- Task:
Please render the listing below as a Markdown table with the columns "Index" and "Line," covering only the stretch from the line containing "In the photo above, where can the brown acorn" through the line containing "column 643, row 723", both included. Number each line in order, and skip any blank ones.

- Data shown:
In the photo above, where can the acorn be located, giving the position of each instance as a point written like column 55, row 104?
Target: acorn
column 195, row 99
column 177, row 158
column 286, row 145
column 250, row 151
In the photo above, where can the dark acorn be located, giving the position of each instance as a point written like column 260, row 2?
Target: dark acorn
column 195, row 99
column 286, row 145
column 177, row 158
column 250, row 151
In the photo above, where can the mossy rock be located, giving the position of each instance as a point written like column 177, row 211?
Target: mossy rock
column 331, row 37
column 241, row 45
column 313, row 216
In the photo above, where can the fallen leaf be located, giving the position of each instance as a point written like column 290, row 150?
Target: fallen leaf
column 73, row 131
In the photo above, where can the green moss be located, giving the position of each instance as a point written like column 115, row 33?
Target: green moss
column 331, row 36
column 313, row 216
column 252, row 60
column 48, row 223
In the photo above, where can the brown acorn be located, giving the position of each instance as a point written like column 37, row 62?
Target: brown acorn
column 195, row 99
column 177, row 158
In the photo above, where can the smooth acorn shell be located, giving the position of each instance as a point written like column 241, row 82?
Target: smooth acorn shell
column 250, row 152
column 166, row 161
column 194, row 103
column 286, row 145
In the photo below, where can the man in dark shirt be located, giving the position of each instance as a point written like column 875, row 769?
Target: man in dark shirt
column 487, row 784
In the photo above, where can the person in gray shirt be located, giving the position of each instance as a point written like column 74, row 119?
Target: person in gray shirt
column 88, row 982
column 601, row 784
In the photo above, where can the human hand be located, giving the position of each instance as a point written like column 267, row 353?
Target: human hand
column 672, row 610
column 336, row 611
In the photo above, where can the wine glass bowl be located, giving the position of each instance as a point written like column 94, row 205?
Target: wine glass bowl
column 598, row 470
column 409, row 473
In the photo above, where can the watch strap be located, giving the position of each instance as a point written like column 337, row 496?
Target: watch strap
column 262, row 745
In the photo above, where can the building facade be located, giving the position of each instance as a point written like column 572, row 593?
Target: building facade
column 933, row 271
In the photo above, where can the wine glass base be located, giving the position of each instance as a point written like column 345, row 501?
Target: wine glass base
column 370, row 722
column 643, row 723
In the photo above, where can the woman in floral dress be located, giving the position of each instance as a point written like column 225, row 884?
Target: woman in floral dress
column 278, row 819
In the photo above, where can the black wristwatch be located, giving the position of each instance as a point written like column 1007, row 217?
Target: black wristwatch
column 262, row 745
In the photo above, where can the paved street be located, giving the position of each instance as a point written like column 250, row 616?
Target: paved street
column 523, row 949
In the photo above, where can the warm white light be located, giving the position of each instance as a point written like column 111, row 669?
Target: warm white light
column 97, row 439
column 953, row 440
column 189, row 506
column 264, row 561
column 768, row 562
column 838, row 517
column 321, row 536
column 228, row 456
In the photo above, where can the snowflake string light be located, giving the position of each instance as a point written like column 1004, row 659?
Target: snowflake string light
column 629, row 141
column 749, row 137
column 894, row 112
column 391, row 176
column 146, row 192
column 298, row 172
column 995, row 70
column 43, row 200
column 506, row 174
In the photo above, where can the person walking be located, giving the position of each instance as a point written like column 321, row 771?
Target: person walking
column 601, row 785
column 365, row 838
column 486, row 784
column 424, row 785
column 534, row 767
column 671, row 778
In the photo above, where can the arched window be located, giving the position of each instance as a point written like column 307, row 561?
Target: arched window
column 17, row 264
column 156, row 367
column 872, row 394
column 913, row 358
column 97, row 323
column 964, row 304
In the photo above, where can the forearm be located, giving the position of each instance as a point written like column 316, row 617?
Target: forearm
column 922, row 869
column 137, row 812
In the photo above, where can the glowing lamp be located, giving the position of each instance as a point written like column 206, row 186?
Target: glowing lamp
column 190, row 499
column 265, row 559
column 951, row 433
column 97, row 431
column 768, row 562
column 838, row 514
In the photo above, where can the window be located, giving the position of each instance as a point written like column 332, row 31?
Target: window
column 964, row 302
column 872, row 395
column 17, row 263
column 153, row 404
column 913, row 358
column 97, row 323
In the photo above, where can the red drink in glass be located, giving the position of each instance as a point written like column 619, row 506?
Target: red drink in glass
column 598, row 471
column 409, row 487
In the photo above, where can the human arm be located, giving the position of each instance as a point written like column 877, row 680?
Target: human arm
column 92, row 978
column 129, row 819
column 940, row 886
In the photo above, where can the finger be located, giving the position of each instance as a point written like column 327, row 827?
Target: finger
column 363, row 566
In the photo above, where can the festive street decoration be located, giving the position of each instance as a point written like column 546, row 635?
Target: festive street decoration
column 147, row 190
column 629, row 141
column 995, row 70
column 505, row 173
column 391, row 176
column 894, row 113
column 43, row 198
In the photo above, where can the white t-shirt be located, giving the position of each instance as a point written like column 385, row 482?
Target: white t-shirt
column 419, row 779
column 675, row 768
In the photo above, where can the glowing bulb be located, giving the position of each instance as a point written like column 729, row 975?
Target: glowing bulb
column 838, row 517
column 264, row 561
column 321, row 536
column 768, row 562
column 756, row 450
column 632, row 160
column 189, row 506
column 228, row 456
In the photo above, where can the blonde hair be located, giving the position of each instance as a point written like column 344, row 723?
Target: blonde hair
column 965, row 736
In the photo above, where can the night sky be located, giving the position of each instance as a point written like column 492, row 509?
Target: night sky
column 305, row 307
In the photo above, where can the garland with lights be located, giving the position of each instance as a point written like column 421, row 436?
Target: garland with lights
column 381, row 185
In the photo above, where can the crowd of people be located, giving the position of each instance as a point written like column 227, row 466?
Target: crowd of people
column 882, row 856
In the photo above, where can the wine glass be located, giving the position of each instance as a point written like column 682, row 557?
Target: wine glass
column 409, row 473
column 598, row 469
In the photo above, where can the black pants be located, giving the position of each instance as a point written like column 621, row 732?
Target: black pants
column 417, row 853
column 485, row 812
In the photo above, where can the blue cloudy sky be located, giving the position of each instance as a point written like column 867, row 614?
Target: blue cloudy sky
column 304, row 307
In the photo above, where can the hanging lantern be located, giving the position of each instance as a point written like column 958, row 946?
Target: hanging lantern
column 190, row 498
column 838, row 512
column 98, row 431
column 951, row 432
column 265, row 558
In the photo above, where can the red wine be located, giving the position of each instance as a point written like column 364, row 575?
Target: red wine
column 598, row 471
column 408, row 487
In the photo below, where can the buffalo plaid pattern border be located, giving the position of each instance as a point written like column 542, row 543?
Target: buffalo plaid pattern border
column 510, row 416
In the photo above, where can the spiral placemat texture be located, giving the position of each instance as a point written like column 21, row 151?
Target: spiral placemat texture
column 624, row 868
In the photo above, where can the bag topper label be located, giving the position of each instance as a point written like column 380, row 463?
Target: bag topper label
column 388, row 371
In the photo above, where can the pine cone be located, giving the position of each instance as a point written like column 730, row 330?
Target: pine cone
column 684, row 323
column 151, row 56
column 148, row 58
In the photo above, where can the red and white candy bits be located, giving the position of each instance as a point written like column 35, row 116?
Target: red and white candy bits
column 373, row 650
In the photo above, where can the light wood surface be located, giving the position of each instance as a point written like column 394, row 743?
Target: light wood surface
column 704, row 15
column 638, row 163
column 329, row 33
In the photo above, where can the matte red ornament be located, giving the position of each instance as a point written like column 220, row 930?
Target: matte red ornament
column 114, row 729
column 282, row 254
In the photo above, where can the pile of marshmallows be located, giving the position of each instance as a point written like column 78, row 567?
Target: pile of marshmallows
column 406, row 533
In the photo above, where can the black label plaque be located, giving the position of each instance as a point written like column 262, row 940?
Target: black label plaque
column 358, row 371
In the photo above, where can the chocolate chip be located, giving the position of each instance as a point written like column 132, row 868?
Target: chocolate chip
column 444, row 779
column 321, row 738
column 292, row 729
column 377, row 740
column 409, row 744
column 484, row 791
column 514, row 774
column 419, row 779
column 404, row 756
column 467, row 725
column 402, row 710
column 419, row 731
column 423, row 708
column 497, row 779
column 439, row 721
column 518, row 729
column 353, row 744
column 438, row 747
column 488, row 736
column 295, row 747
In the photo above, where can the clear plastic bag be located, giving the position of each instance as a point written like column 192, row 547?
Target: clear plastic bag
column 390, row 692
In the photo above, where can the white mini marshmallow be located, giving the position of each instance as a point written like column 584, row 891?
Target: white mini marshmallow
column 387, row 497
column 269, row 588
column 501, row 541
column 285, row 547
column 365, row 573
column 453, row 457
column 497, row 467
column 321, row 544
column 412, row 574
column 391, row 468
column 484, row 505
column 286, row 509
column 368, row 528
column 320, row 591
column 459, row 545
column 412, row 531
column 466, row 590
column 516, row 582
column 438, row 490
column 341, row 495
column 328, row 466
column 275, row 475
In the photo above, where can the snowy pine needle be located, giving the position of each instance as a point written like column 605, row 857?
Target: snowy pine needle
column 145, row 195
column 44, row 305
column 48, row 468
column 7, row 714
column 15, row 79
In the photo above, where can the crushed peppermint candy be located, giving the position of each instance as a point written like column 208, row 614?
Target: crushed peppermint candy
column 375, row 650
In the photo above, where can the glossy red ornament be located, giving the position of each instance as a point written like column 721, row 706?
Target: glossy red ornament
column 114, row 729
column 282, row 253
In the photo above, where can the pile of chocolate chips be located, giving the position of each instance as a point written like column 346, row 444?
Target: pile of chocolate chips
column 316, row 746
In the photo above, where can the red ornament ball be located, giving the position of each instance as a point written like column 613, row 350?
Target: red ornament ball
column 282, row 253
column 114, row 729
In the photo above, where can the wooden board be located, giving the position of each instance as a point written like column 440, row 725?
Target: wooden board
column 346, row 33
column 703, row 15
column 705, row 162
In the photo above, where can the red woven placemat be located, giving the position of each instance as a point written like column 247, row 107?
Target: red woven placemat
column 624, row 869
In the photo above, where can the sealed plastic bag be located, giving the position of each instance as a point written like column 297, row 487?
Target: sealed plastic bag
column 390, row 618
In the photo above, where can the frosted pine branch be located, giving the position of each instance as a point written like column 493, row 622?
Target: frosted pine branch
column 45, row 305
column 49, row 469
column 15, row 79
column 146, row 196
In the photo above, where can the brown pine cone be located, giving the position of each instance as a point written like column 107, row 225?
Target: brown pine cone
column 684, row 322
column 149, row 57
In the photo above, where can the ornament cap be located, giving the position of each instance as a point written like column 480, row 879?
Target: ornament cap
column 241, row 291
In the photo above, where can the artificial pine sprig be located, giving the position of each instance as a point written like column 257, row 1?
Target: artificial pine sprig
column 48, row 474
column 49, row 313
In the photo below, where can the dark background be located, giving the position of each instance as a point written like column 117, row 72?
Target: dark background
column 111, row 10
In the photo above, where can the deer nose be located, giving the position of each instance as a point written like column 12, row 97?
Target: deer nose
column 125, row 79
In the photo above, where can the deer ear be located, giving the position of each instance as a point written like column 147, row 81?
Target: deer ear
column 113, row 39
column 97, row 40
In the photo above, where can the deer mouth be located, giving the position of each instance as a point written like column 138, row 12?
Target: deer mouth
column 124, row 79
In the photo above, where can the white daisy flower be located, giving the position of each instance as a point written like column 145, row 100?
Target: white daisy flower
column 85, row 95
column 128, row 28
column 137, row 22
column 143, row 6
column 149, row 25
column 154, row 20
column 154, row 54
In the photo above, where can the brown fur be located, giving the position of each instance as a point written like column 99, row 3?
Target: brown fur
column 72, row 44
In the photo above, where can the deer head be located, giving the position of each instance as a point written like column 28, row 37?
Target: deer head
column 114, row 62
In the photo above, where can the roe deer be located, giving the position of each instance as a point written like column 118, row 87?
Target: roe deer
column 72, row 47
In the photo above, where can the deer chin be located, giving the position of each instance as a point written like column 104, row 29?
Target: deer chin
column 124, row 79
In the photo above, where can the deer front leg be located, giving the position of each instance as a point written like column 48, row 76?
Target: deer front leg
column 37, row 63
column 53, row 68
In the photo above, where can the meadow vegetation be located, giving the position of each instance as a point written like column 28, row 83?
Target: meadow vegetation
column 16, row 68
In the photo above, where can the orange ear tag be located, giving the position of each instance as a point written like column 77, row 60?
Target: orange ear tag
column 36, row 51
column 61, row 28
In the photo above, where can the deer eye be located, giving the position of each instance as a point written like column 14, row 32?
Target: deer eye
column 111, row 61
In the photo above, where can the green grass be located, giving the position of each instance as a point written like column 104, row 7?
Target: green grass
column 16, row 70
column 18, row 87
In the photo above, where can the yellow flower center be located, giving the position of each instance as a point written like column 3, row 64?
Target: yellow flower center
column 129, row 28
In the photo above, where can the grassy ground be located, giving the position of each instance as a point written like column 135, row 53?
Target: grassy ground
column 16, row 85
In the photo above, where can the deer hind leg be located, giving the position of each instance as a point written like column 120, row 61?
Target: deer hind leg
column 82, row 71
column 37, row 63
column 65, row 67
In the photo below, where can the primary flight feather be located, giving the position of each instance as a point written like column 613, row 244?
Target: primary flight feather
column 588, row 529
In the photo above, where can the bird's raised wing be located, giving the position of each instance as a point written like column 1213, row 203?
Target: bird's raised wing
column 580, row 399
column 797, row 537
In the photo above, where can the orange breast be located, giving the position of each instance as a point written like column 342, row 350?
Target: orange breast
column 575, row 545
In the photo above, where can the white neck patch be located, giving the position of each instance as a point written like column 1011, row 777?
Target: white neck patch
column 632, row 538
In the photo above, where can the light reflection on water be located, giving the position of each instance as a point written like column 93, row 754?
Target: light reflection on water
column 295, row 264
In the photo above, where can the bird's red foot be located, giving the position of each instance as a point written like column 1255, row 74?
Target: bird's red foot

- Response:
| Index | Line |
|---|---|
| 1 | In the photo above, where can the brown acorn be located, giving the position of each instance as a point written like column 37, row 62? |
| 2 | Target: brown acorn |
| 3 | column 195, row 99 |
| 4 | column 177, row 158 |
| 5 | In the photo above, where can the smooth acorn shell be located, giving the position of each instance as a point written like column 241, row 82? |
| 6 | Target: smooth acorn shell |
| 7 | column 250, row 152 |
| 8 | column 166, row 161 |
| 9 | column 194, row 103 |
| 10 | column 286, row 145 |
| 11 | In the photo below, where can the man in dark shirt be located, giving the position of each instance as a point written like column 875, row 769? |
| 12 | Target: man in dark shirt |
| 13 | column 487, row 784 |
| 14 | In the photo above, where can the person in gray shirt be located, giving the position of each instance as a point written like column 74, row 119? |
| 15 | Target: person in gray shirt |
| 16 | column 88, row 982 |
| 17 | column 601, row 784 |
| 18 | In the photo above, where can the human hand be located, giving the position of each instance as a point written like column 267, row 353? |
| 19 | Target: human hand |
| 20 | column 672, row 610 |
| 21 | column 336, row 611 |
| 22 | In the photo above, where can the wine glass bowl be located, giving the position of each instance as a point written like column 94, row 205? |
| 23 | Target: wine glass bowl |
| 24 | column 598, row 470 |
| 25 | column 409, row 473 |
| 26 | In the photo above, where can the watch strap be located, giving the position of each instance as a point written like column 337, row 496? |
| 27 | Target: watch strap |
| 28 | column 262, row 745 |
| 29 | In the photo above, where can the building facade be located, giving the position of each instance as a point written like column 572, row 593? |
| 30 | Target: building facade |
| 31 | column 933, row 271 |
| 32 | In the photo above, where can the wine glass base be located, giving the position of each instance as a point written like column 345, row 501? |
| 33 | Target: wine glass base |
| 34 | column 370, row 722 |
| 35 | column 643, row 723 |